──────── SOURCE DOCUMENT

A day without fiction is like a day without food, sleep or exercise. At times, I may be so busy I can only write for twenty minutes or can only devote fifteen minutes to reading a novel, but I don’t go without. This is requires no self-discipline. It’s like the desire to run that grabs me on a beautiful day or the need to get up from my desk for a yoga break.
My fiction time comes after I empty myself of the day with journaling and meditation. It takes a lot to shut down my community and planetary concerns and my ever-growing to-do list for work and then keep them shut down for the night. These thoughts aren’t unhealthy, but once I’ve talked with others and taken what action I can for the day, I need to shift gears to save my sanity. At a set time in the evening, I turn off everything but my laptop and in perfect silence, I write. Ah. The best time of the day.

────────────────

> **TASKS TO PERFORM**
1: Answer these questions from the passage on daily fiction time:
(a) On a very busy day, how many minutes might the narrator manage to write?
(b) What two activities come before the narrator's fiction time?
(c) At the set time in the evening, what is the one thing left turned on?
2: Extend the passage on daily fiction time, starting after its final sentence.

──────── RECORDED INFORMATION

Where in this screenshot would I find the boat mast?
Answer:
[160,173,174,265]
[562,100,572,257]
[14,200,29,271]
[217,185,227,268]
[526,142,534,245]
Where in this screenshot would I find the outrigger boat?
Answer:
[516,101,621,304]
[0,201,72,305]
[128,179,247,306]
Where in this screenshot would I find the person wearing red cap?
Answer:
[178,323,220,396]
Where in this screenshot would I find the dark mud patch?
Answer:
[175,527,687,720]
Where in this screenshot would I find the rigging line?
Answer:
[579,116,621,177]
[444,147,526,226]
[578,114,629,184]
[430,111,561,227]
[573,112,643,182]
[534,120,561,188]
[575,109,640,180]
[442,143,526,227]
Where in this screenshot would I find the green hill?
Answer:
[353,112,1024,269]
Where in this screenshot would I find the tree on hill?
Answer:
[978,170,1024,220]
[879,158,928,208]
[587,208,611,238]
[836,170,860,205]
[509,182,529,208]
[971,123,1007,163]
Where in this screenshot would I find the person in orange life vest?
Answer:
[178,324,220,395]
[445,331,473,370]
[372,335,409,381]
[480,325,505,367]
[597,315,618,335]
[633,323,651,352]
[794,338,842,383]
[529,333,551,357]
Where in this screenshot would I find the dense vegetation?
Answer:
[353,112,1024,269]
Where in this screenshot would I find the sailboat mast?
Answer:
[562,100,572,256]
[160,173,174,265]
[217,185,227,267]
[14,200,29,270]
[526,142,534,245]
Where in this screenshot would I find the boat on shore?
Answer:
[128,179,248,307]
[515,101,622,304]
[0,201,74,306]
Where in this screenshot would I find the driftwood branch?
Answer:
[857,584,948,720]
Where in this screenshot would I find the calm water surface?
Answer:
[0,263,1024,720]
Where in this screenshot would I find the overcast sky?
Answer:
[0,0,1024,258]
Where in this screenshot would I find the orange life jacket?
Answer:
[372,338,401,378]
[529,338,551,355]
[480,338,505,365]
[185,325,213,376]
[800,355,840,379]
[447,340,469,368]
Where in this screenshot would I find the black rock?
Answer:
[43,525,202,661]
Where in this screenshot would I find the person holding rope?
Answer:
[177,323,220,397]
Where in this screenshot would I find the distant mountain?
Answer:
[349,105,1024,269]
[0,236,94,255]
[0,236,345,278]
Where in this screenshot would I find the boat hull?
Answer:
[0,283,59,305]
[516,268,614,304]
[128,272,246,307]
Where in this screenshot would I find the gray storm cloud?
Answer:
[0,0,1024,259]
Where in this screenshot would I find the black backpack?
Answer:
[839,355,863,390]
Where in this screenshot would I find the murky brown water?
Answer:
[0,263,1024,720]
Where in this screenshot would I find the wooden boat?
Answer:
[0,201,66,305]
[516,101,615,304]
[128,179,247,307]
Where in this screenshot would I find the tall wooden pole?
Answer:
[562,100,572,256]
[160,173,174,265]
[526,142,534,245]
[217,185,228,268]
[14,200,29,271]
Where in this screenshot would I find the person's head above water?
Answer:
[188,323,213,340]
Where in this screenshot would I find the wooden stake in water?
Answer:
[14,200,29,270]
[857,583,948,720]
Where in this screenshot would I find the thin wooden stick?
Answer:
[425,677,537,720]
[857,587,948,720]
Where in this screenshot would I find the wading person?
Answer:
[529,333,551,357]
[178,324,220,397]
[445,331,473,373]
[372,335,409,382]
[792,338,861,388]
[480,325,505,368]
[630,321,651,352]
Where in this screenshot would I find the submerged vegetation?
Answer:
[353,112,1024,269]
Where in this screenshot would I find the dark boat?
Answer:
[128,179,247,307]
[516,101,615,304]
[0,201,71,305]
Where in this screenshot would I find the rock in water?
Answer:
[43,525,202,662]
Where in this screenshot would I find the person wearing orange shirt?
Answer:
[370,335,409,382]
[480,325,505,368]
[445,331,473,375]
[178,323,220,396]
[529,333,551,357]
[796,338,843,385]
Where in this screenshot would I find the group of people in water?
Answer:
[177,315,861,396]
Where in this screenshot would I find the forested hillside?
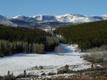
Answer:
[0,25,58,56]
[55,20,107,51]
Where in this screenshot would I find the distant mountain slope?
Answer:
[0,14,107,28]
[55,20,107,50]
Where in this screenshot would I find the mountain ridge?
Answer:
[0,14,107,28]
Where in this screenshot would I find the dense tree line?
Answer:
[55,20,107,51]
[0,25,59,56]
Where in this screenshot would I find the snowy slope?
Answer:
[0,14,107,28]
[0,15,17,27]
[0,44,89,75]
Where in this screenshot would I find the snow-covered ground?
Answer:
[0,44,90,75]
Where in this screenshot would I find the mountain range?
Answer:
[0,14,107,28]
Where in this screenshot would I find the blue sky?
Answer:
[0,0,107,16]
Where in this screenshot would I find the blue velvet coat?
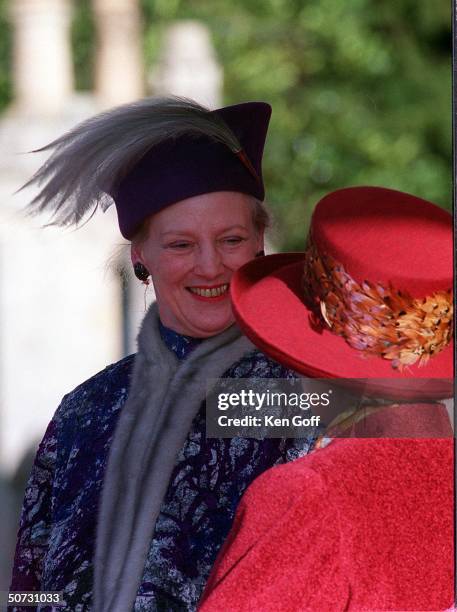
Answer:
[11,330,314,612]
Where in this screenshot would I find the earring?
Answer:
[133,261,149,285]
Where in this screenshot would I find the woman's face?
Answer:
[132,191,263,338]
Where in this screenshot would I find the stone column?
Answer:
[93,0,144,108]
[149,21,222,108]
[11,0,74,116]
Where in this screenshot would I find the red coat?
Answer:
[200,405,454,612]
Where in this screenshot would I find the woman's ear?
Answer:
[130,242,144,265]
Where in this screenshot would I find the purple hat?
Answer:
[25,96,271,239]
[110,102,271,239]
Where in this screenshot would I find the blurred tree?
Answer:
[0,0,13,112]
[0,0,452,249]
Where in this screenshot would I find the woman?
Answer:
[200,187,455,612]
[11,98,318,612]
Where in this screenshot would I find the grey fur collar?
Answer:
[93,304,254,612]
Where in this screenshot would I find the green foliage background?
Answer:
[0,0,452,249]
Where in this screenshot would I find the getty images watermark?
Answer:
[206,377,453,439]
[206,379,333,438]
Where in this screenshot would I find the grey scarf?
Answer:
[93,304,253,612]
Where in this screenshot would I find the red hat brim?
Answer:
[230,253,453,399]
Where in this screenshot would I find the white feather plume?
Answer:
[21,97,241,226]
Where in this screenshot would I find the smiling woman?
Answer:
[11,98,314,612]
[132,191,263,338]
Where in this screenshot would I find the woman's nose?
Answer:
[195,245,223,278]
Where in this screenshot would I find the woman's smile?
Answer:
[132,191,263,338]
[186,283,229,302]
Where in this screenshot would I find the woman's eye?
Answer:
[167,242,192,251]
[223,236,245,245]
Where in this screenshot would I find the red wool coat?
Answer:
[200,404,454,612]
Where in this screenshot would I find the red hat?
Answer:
[231,187,453,397]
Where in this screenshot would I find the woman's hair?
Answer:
[131,197,271,244]
[23,97,246,231]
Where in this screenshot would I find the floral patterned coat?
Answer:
[10,328,313,612]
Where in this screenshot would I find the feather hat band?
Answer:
[231,187,453,396]
[25,97,271,239]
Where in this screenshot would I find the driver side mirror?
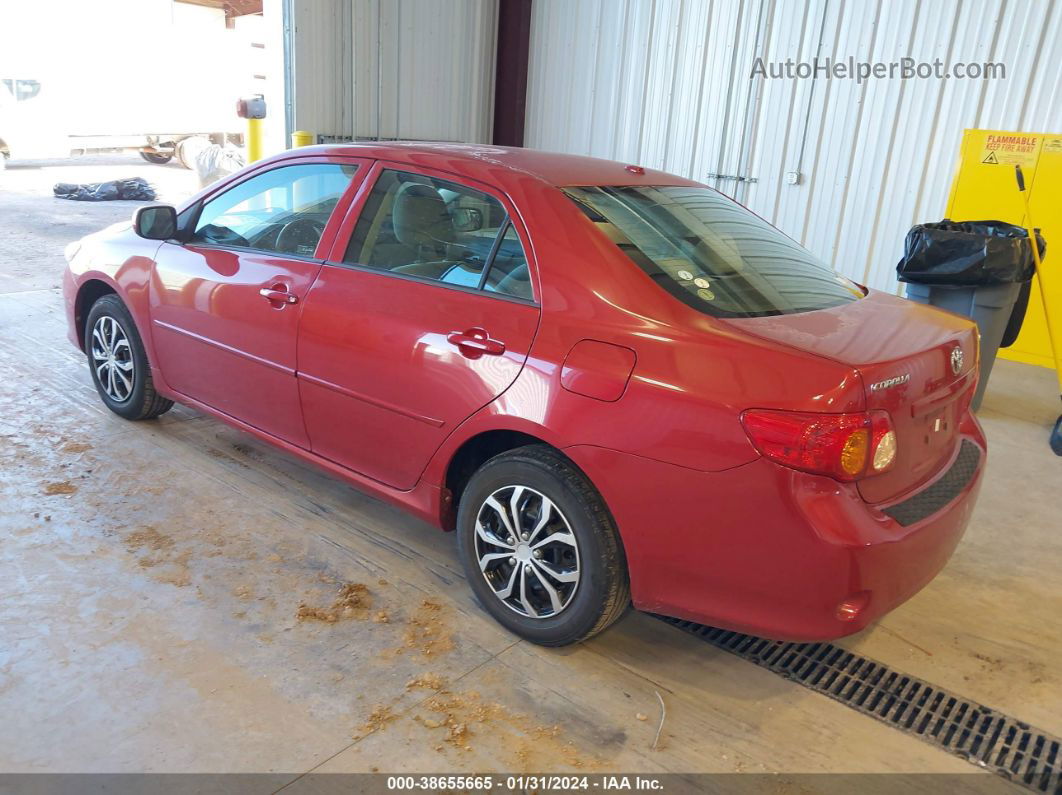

────────────────

> **TASK-BY-TASK ANSWERS**
1:
(a) Twenty minutes.
(b) Journaling and meditation.
(c) The laptop.

2:
There’s only eustress, not distress, in the effort of writing, even when I’m analyzing a stuck plot or revising the antagonist’s motivation again and again until it makes sense. At present I’m working on a “cut revision,” focused solely on eliminating excess verbiage. (And slaughtering darlings as I go.) It makes me happy. So does the first draft; so do the later revisions. Writing is totally absorbing in all its stages. This is what Mihaly Czikszentmihalyi calls flow. Activities that bring about flow create more happiness than those that are easier. Reading is more demanding than watching TV and is thus more likely to produce flow
I have to write at night, and then I have to read before I go to sleep. The harder the day, the more I appreciate my escape into a well-told story. While I’m in engaged-citizen mode or professor mode, I’m trying to make the world a better place, but in its own way fiction does that, too.
My fellow writers, I thank you. You’re doing your part to keep me sane.
Does anyone else depend on fiction this way? Or have I actually gone crazy?
If I go for too long without writing, I get cranky. At times I get so absorbed in the writing I feel like I’m living the scene, and coming back into the real world is a jolt. Fiction keeps me sane too.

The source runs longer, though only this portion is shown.